[Opening SUPPLIED MATERIAL section]

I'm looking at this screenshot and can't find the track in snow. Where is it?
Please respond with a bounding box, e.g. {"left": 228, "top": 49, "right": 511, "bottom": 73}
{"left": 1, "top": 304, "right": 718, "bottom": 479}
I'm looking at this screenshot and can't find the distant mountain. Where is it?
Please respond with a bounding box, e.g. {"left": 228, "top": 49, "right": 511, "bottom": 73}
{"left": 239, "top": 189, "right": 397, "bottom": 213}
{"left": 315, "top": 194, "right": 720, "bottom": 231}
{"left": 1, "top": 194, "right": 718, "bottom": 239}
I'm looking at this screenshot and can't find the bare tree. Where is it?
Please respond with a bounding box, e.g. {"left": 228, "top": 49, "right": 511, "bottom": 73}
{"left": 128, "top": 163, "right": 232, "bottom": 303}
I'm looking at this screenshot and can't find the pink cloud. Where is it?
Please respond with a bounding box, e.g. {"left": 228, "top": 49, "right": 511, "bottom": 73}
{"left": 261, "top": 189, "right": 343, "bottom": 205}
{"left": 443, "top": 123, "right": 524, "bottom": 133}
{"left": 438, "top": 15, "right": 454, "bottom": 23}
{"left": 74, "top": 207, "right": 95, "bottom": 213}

[Closing SUPPLIED MATERIAL section]

> _WHAT IS NEEDED_
In how many lines of the data does the string "find" appear? Only the number should be given.

> _WRITTEN REPLY_
4